## Work request
The lines to print are the one containing "I bet you can find the moored" and every line after it through the end of the entries below. Print them exactly and nothing else.

(Saved data entries)
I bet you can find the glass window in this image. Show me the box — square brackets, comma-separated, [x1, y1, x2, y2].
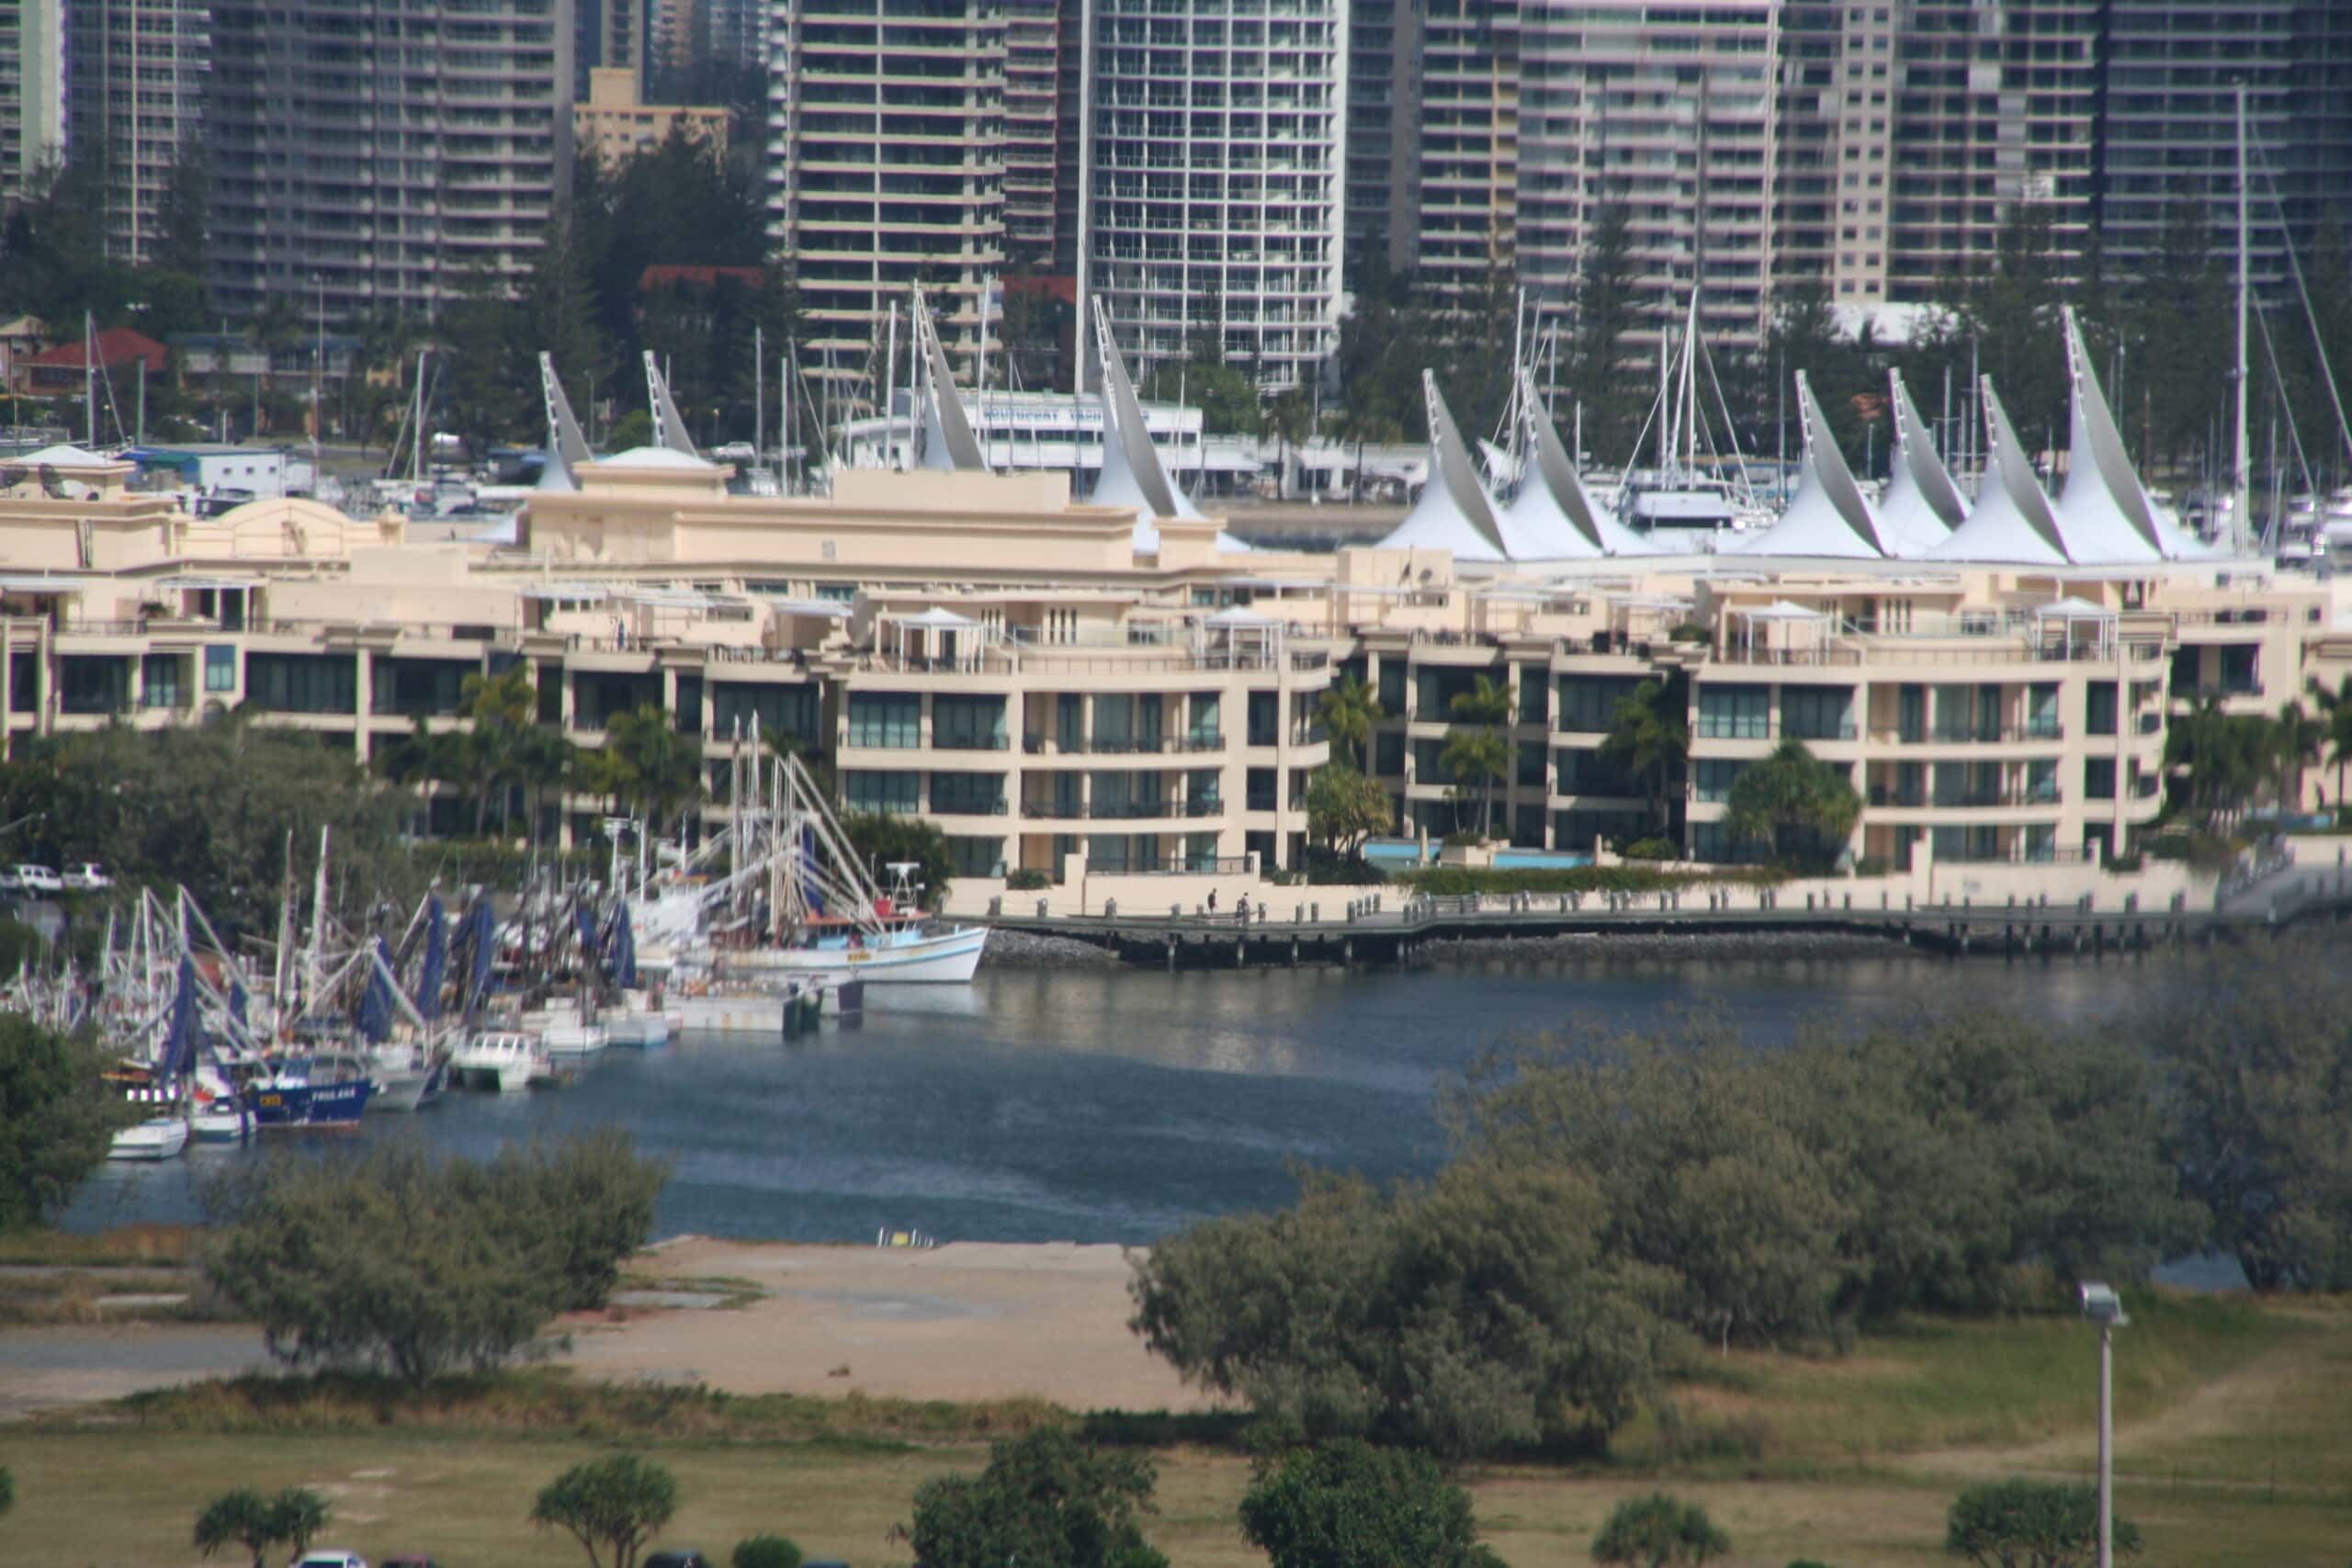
[2084, 757, 2116, 800]
[1376, 659, 1406, 712]
[842, 769, 920, 815]
[710, 682, 819, 740]
[1556, 675, 1641, 733]
[1374, 730, 1405, 776]
[1188, 693, 1222, 745]
[141, 654, 181, 710]
[2026, 683, 2061, 738]
[929, 772, 1005, 814]
[2085, 682, 2118, 737]
[1780, 686, 1854, 740]
[1517, 739, 1546, 787]
[204, 645, 237, 693]
[933, 695, 1008, 750]
[1696, 683, 1770, 739]
[244, 653, 355, 715]
[1693, 758, 1747, 803]
[847, 692, 922, 748]
[1517, 670, 1548, 724]
[946, 835, 1004, 878]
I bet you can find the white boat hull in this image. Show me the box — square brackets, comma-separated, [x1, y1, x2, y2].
[369, 1065, 444, 1112]
[541, 1023, 609, 1060]
[188, 1107, 253, 1143]
[605, 1012, 671, 1048]
[109, 1117, 190, 1161]
[673, 992, 789, 1034]
[724, 925, 987, 985]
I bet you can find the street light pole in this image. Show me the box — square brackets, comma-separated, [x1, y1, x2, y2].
[2097, 1318, 2113, 1568]
[2081, 1282, 2126, 1568]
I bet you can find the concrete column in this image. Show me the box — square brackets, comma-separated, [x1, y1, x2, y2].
[351, 648, 372, 761]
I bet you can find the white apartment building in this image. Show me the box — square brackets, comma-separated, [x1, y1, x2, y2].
[1079, 0, 1349, 394]
[0, 0, 67, 204]
[764, 0, 1008, 397]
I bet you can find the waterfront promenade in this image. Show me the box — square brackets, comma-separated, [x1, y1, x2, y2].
[987, 843, 2352, 967]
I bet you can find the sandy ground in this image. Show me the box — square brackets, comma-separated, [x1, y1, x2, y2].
[0, 1240, 1219, 1417]
[566, 1236, 1219, 1411]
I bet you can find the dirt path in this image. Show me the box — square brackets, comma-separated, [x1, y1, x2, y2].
[1894, 1334, 2319, 1486]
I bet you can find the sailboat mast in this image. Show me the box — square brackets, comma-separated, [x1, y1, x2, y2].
[884, 302, 899, 470]
[412, 349, 428, 485]
[85, 311, 96, 448]
[2233, 83, 2253, 554]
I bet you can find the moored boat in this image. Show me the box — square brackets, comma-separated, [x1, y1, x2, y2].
[108, 1115, 190, 1161]
[452, 1029, 548, 1092]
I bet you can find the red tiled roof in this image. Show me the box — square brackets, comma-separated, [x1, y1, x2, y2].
[25, 327, 168, 371]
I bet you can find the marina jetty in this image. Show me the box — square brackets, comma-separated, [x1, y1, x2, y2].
[983, 839, 2352, 967]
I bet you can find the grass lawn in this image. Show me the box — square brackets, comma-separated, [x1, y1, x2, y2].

## Task output
I bet you can find the moored boat in this image. Show me the box — square brackets, comma-separated, [x1, y1, x2, y2].
[108, 1115, 190, 1161]
[452, 1029, 548, 1092]
I bet you can find the red tiled roof in this image. Show me the box — square brackets, comma-separated, [x1, y1, x2, y2].
[25, 327, 168, 371]
I bet you can find the marina jetty in this image. Show me the box — square brackets, comma-separated, [x1, y1, x2, y2].
[983, 839, 2352, 967]
I bet you can find the grass lawn in this image. Show me the box — square brackets, comma-separated, [x1, y1, x2, y2].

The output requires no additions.